§ EXERCISE GOAL
Your reply should be the records below, duplicated exactly, with any picture removed.

§ RECORDED DATA
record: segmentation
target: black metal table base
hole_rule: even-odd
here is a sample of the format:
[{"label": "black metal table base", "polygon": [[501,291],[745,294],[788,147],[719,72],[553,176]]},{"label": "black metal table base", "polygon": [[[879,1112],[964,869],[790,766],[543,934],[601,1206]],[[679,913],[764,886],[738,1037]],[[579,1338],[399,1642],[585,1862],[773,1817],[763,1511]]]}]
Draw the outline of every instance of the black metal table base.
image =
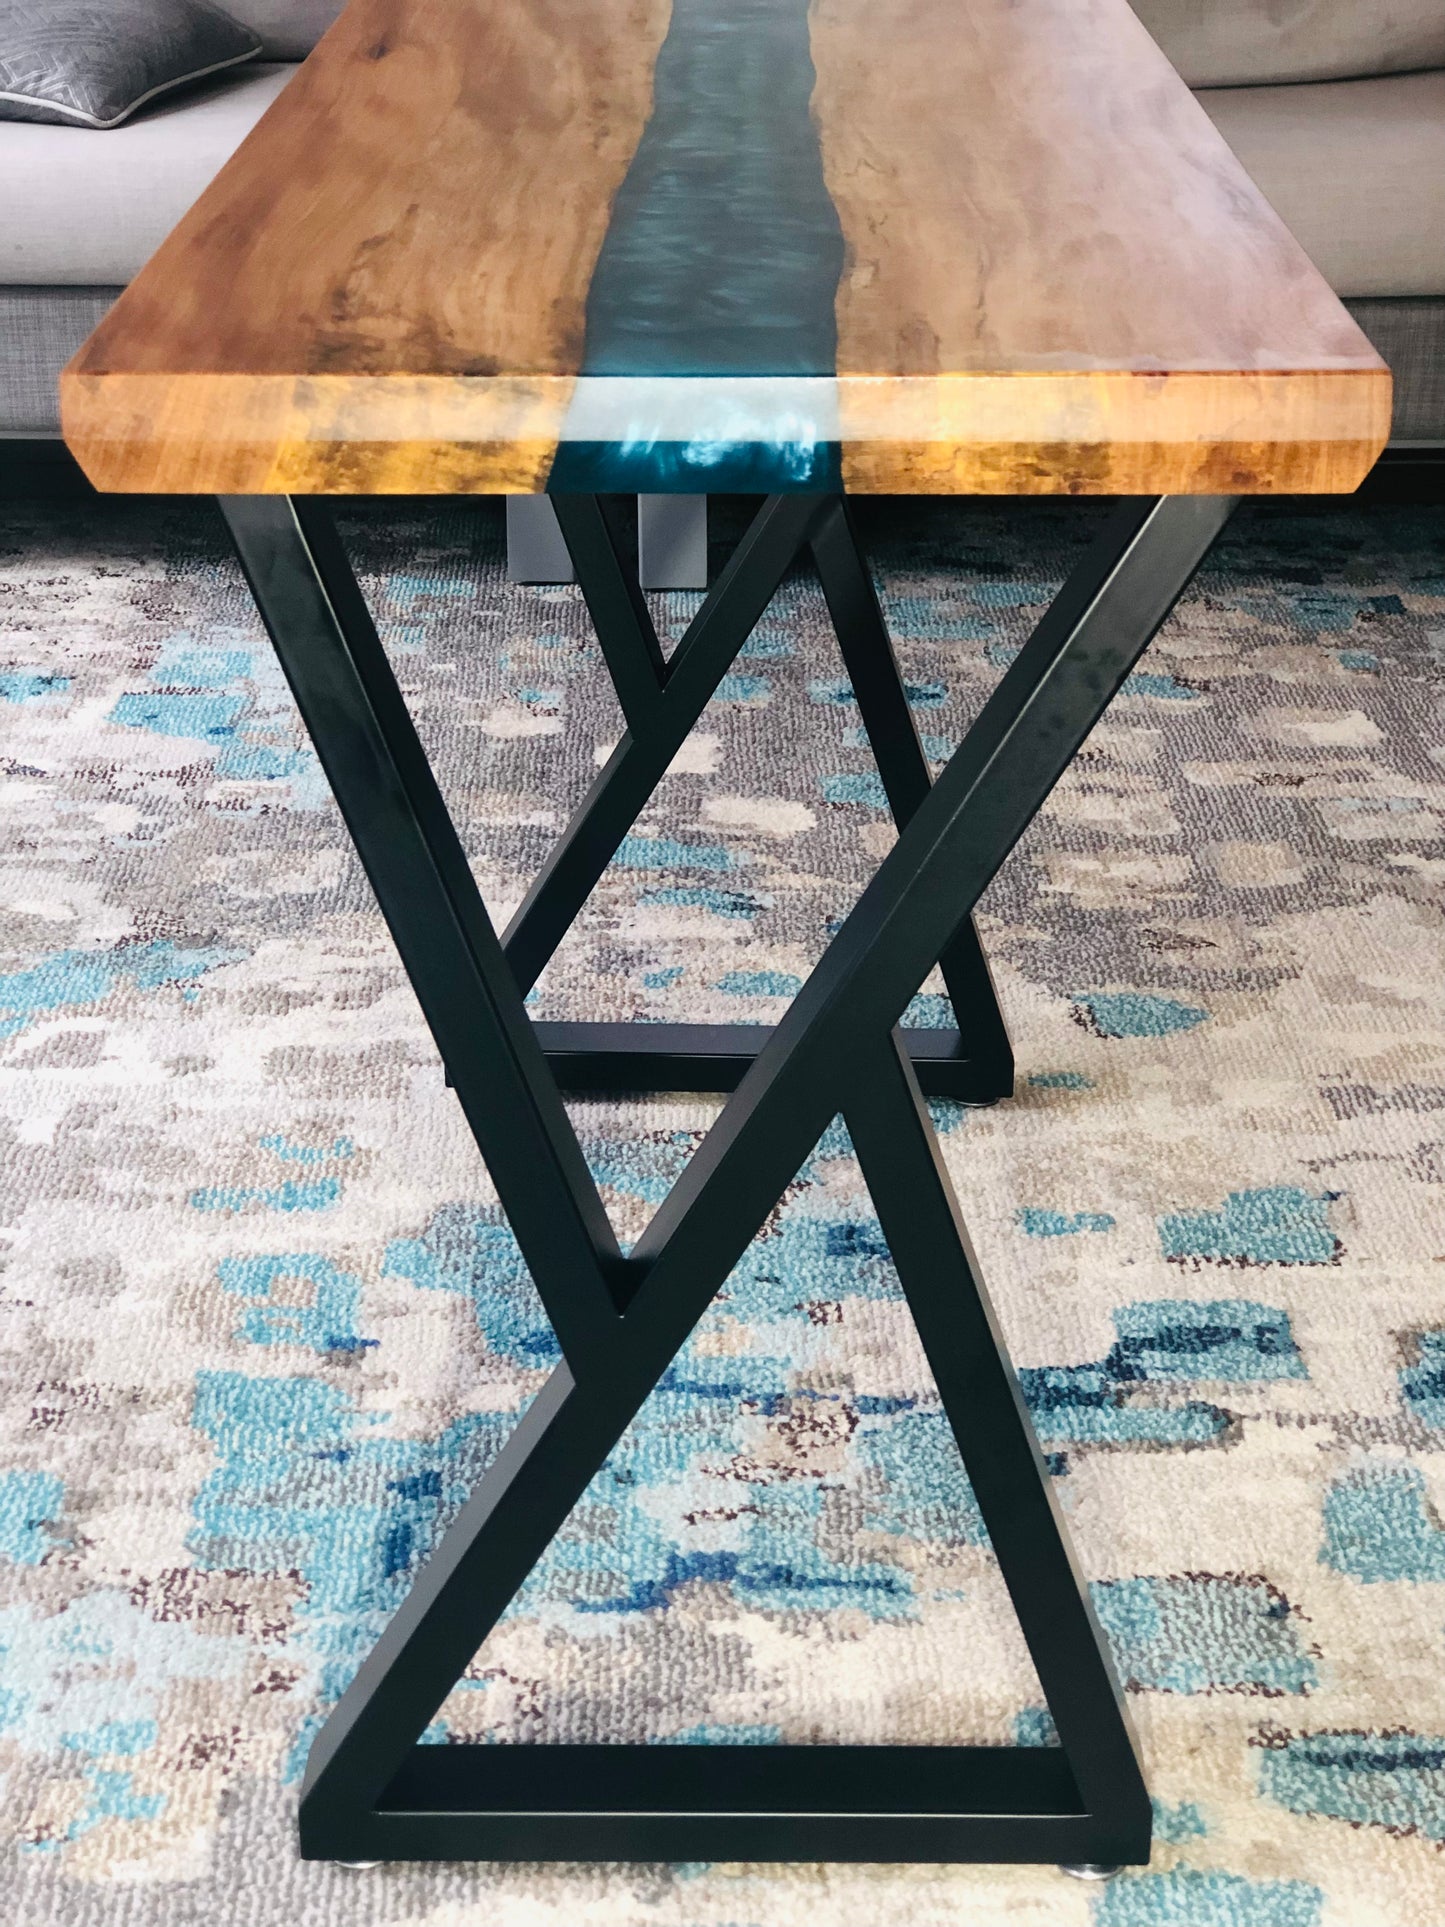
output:
[{"label": "black metal table base", "polygon": [[[908,712],[845,504],[775,496],[664,662],[606,505],[559,497],[627,719],[495,934],[321,502],[222,504],[242,566],[563,1363],[419,1573],[321,1733],[310,1858],[1148,1857],[1127,1711],[979,1277],[925,1089],[1003,1095],[1012,1058],[972,924],[983,889],[1230,513],[1121,502],[939,776]],[[776,1028],[533,1025],[523,998],[794,557],[810,547],[895,847]],[[903,1032],[938,965],[959,1033]],[[952,1079],[950,1085],[947,1080]],[[703,1081],[706,1080],[706,1081]],[[561,1088],[730,1091],[627,1255]],[[829,1122],[847,1124],[1053,1714],[1054,1747],[419,1746]]]}]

§ RESPONSE
record: segmentation
target: black metal table base
hole_rule: even-odd
here is a sample of the format:
[{"label": "black metal table base", "polygon": [[501,291],[745,294],[788,147],[719,72],[553,176]]},{"label": "black metal table base", "polygon": [[[879,1112],[964,869],[790,766],[543,934],[601,1206]],[[679,913],[764,886],[738,1037]],[[579,1338],[399,1642],[585,1862],[773,1817],[763,1511]]]}]
Draw the outline of every instance of the black metal table base.
image =
output:
[{"label": "black metal table base", "polygon": [[[908,712],[845,504],[775,496],[664,662],[606,505],[559,497],[627,719],[495,934],[321,502],[222,504],[242,566],[563,1363],[419,1573],[321,1733],[310,1858],[1148,1857],[1127,1711],[979,1277],[925,1089],[1003,1095],[1012,1058],[972,924],[983,889],[1230,513],[1121,502],[939,776]],[[776,1028],[533,1025],[523,998],[794,557],[810,547],[895,847]],[[903,1032],[938,965],[959,1033]],[[952,1079],[950,1085],[947,1080]],[[703,1081],[706,1080],[706,1081]],[[561,1088],[730,1091],[627,1255]],[[829,1122],[847,1124],[1053,1714],[1054,1747],[419,1746]]]}]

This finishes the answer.